## DO THIS:
Will you quote all of the entries, word for word?

(Excerpt from a dataset)
* begin *

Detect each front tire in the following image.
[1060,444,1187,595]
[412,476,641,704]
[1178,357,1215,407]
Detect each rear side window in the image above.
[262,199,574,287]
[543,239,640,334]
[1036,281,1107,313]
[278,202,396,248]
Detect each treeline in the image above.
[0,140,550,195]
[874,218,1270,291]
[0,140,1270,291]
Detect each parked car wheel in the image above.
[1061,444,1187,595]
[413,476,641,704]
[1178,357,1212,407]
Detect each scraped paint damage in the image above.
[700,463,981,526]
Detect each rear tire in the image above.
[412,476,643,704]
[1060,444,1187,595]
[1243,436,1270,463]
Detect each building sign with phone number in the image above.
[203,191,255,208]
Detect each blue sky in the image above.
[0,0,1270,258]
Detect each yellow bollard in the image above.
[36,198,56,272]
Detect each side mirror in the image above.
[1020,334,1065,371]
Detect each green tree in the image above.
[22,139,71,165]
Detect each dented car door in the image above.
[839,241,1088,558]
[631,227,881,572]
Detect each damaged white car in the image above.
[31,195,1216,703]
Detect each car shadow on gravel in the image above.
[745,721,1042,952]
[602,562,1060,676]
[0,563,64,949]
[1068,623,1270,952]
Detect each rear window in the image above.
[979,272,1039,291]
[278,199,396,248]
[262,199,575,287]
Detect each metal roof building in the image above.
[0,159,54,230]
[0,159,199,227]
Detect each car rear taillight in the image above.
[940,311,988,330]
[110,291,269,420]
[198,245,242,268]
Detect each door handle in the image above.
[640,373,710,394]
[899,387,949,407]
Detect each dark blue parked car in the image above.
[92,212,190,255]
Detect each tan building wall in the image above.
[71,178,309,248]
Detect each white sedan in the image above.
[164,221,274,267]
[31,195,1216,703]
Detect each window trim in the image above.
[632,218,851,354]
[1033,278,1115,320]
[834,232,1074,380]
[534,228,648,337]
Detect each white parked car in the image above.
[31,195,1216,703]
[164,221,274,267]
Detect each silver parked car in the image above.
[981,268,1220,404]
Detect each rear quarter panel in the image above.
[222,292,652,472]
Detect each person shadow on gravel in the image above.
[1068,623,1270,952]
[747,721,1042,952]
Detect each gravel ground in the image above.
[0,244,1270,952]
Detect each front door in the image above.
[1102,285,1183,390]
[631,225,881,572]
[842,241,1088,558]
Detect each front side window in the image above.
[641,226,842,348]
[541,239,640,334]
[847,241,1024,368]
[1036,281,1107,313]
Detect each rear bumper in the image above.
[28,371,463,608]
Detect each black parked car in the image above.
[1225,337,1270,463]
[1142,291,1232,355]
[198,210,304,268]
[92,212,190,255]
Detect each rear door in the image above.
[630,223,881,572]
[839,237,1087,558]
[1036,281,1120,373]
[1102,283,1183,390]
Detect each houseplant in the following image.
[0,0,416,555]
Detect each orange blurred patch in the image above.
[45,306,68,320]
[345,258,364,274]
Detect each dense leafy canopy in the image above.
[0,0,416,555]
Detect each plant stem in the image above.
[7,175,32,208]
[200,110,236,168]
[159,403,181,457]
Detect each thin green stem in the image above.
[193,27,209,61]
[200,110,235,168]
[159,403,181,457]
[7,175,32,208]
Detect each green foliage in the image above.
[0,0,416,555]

* end *

## FINAL ANSWER:
Detect each front tire in the following image.
[1060,444,1187,595]
[412,476,641,704]
[1178,357,1215,407]
Detect each rear side window in the image above.
[262,199,574,287]
[543,239,640,334]
[1036,281,1107,313]
[278,202,396,248]
Detect each treeline in the image above.
[0,140,550,195]
[874,218,1270,291]
[0,140,1270,291]
Detect each parked car wheel in the image above.
[1061,444,1187,595]
[413,476,641,704]
[1178,357,1212,407]
Detect each scraped paint damage in the image above.
[700,463,981,526]
Detect each rear tire in the image above.
[412,476,643,704]
[1060,444,1187,595]
[1243,436,1270,463]
Detect each building sign with phone number in the image above.
[203,191,255,208]
Detect each blue sky in the image above.
[0,0,1270,258]
Detect each yellow bollard in the image above.
[36,198,56,272]
Detect each side mirror in the image above.
[1020,334,1065,371]
Detect each green tree in the image above.
[22,139,71,165]
Detect each dented car door in the image above.
[839,241,1088,558]
[631,227,881,572]
Detect each damaged white car in the image above.
[31,195,1216,703]
Detect each car shadow on gravel in the image above.
[745,721,1042,952]
[602,562,1060,676]
[0,563,64,949]
[1068,623,1270,952]
Detect each rear window in the image above.
[979,272,1039,291]
[278,199,396,248]
[262,199,575,287]
Detect each metal roof building in the image above.
[0,159,54,230]
[0,159,199,227]
Detect each car rear taillight in the image above.
[940,311,988,330]
[110,291,269,420]
[198,245,242,268]
Detect each door handle in the image above.
[640,373,710,394]
[899,387,949,407]
Detect each dark blue parked car in the image above.
[92,212,190,255]
Detect each tan building wall in the image above.
[71,178,309,248]
Detect each white sedan in the image above.
[164,221,274,267]
[31,195,1216,703]
Detect each window trim in the image above.
[632,218,851,354]
[1033,278,1115,320]
[834,232,1074,380]
[534,228,648,337]
Detect each white parked car in the image above.
[31,195,1216,703]
[164,221,274,267]
Detect each silver parked car in the image above.
[981,268,1220,404]
Detect each rear quarter panel in the image above.
[222,292,652,472]
Detect each person shadow on gravel in the image above.
[1068,623,1270,952]
[747,721,1042,952]
Detect each gravel ground in the image above.
[0,244,1270,952]
Detect each front door in the image above.
[1102,285,1183,390]
[631,225,881,572]
[842,241,1088,558]
Detect each front side window in the image above.
[641,226,842,348]
[541,239,640,334]
[847,241,1024,368]
[1036,281,1107,313]
Detect each rear bumper in the image above.
[28,371,463,608]
Detect each black parked car in the image above.
[1225,337,1270,463]
[1142,291,1232,355]
[198,210,304,268]
[92,212,190,255]
Detect each rear door in the image above.
[630,223,881,572]
[839,237,1087,558]
[1036,281,1120,373]
[1102,283,1183,390]
Detect each houseplant in the following image.
[0,0,416,555]
Detect each orange blurred patch in the image above.
[45,306,68,320]
[345,258,364,274]
Detect each dense leafy canopy in the image above.
[0,0,416,555]
Detect each plant stem in the image above.
[7,175,32,208]
[200,110,236,168]
[159,403,181,457]
Detect each thin green stem in the image above.
[193,27,209,61]
[200,110,235,168]
[159,403,181,457]
[7,175,32,208]
Detect each green foliage in the image above.
[0,0,416,555]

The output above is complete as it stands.